▸ **What to do**:
Extract every line below, verbatim.

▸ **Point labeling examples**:

════════════════════

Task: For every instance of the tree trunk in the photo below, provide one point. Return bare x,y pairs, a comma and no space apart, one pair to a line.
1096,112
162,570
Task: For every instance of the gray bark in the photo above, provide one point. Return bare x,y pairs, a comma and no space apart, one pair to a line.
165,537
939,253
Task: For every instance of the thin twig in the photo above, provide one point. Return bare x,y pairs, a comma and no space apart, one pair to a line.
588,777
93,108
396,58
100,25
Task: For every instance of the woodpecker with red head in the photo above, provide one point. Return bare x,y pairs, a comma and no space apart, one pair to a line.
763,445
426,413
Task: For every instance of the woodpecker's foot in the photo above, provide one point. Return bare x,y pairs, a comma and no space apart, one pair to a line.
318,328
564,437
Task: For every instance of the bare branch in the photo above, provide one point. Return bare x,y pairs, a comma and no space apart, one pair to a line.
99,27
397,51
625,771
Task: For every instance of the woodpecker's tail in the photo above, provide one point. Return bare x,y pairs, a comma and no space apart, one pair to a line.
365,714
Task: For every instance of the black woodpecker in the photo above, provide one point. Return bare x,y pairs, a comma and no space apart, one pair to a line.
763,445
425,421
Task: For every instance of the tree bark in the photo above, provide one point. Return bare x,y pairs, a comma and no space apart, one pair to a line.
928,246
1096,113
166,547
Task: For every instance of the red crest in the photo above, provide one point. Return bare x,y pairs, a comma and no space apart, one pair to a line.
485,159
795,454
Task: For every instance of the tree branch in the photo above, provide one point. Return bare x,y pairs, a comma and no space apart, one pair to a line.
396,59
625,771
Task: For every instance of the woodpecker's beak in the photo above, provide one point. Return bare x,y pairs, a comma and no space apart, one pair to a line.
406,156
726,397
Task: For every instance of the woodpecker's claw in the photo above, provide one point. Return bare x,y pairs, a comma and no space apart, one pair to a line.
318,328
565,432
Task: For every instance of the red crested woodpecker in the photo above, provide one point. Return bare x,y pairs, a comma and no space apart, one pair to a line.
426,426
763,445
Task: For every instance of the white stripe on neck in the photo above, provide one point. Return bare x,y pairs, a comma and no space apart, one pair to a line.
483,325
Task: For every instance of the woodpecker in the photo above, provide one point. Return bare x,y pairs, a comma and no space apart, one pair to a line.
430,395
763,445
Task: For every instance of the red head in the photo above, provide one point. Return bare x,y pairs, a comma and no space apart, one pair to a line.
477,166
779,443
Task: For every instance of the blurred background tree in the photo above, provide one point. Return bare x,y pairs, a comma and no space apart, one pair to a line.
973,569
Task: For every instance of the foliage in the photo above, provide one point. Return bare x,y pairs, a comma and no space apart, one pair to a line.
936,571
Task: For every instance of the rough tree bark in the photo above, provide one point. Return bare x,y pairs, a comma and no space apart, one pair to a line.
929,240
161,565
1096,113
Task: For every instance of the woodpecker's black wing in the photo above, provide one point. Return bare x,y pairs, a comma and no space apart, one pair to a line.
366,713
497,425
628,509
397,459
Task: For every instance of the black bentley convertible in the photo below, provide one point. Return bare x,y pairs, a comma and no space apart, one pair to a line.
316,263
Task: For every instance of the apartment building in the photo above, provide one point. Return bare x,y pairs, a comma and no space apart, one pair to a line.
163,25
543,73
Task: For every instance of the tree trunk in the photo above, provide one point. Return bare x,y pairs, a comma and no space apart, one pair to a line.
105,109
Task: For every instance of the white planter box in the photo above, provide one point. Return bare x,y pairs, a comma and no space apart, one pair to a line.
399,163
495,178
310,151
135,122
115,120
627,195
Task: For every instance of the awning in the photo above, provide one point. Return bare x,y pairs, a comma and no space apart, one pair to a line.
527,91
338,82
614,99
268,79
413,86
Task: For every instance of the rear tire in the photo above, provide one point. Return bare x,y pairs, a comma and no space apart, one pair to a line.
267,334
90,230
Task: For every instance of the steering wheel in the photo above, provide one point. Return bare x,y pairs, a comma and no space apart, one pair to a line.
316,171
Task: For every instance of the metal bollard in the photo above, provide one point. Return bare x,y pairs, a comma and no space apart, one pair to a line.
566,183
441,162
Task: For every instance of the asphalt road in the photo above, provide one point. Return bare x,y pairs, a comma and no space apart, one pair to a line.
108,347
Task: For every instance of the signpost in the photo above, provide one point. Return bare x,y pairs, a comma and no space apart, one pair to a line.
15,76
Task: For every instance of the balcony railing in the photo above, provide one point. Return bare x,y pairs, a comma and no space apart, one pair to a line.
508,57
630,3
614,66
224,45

════════════════════

▸ **Answer to this exercise**:
Task: For every instance of the tree trunk in the photo below, provide one point. Return bare x,y pairs, a comma and no space apart, one pair to a line.
1096,112
162,570
Task: For every instance of the gray bark in the photo above, provide one point. Return bare x,y pairs, a comma and no space apart, one pair to a line.
165,537
939,253
Task: For every instance of the thin twig in the photo above, provide one point. Return bare x,y pairs, a comma and no space apart, one pair to a line.
588,777
93,108
396,58
100,25
Task: For every instance of the woodpecker with red head in the photo above, provide one point. Return bare x,y pairs, a comma and no space apart, one pair to a line.
763,445
426,413
Task: For every instance of the woodpecker's foot in the photo above, provide one point. Return bare x,y pairs, a comma and no space apart, one pair to a line.
318,328
564,437
Task: For every instance of the bare branch in the photo above, provide one point. Return bare x,y pairs, a comma and no space apart, one pair to a line.
99,27
397,51
625,771
Task: For every instance of the woodpecker's tail in the photo above, provide one point. Return bare x,y pairs, a comma and no space apart, one pair to a line.
365,714
Task: For every instance of the black woodpecker in the photo above, provide one point. Return bare x,y pairs, a comma and no space apart, one pair to a line.
763,445
425,421
Task: For every instance of the tree bark in the photo above, provide one point. Return bare x,y pairs, a comma and no space apart, one pair to a line.
928,246
1096,113
166,547
Task: For every instance of the red crest in the photo above, provide one point. Return bare x,y pairs, a comma and no space apart, one pair to a line.
485,159
795,454
Task: For every instance of the tree branch in the photo above, provide one point. Return bare x,y pairs, a comma and no space apart, one pair to a line.
396,59
625,771
Task: For every instance of the woodpecker's beak in the photo above, provide one point. Return bare x,y pairs, a comma and no space apart, one pair to a line.
406,156
726,397
Task: For every instance of the woodpecker's claw in the photo above, provide one point. Return bare x,y pairs, a comma and no space apart, one pair to a line.
318,328
565,432
Task: For every instance of the red crested woodpecker in the photo above, provide one point. Return bare x,y pairs, a comma and no space apart, one pair to a line.
426,426
763,445
Task: For every instance of the white stripe on neck in the photo above, provide one point. Return bare x,y pairs, a comma and no space apart, one pair to a line.
483,325
Task: For every instance of the woodpecker in the photo above, provide one point. Return bare x,y pairs, a comma and no space apart, one pair to a line.
430,395
763,445
Task: For every instance of the red head in the photo above, provide one point. Return bare x,y pairs, a comma and no space apart, one pair to a line.
477,166
779,443
Task: For every instance of the blurred background tree in the photo above, provide one point. Return bare x,y pairs, a comma and no space apart, one pair to a line.
973,569
Task: For every instance of the foliage in the photo above, provide one point. Return bare x,y pairs, a comma and no space apart, one pair to a line.
936,571
Task: For every instance of the rough tree bark in the photo above, provide one point. Return bare x,y pairs, a comma and no space apart, one pair to a line.
929,240
161,565
1096,113
Task: For every instance of the woodpecker's black wing in the photo above, provide one point. Return bare x,y pairs, a comma and no space apart, one pair to a line.
366,713
497,425
628,509
397,459
Task: For every instance of the black bentley convertible in the photo below, provide one point. Return bare x,y pairs, a comma and no space apart, one pair to a line.
316,263
Task: For every instance of the apartment building in the photo above, provide one point. Return bare x,y pairs, a comma and no space apart, one pair to a line.
163,25
543,73
Task: For every instance of the tree trunk in the photo above, provide one point. Return bare x,y pairs, a comma and no space apart, one pair to a line.
105,109
Task: For every instance of the white planter box in the photo above, provide one point. Return bare x,y pairs, a comma and no space apart, one pair to a line.
399,163
495,178
310,151
135,122
115,120
627,195
Task: For every instance of the awning in the photo above, provide one point. Return bare x,y pairs, a comma and no space apart, one pair to a line.
527,91
338,82
614,99
268,79
413,86
Task: For every instance of the rear tire in the photo above, provide one point. Return bare x,y pairs, a comma and no space apart, one pair to a line.
267,334
90,230
Task: For every instance of the steering wheel in the photo above, provide one point. Return bare x,y pairs, a comma and no space apart, one pair to a line.
316,171
Task: For every instance of the metal bollard in the photo above, provide one point. Return bare x,y pairs, a comma and no space apart, one pair to a line.
566,183
441,162
Task: For every instance of the asphalt road in the photo above, provide one point. Return bare x,y pairs, a comma and no space apart, one pair to a line.
108,347
Task: For every instance of the signpost in the photo above, provide one point. Return bare x,y pairs, a comma and no space apart, one pair to a line.
15,76
Task: For every instance of the balcony railing in the photo above, provide one point. Return bare x,y pairs, a comma and no space apart, one pair to a line.
508,57
630,3
614,66
224,45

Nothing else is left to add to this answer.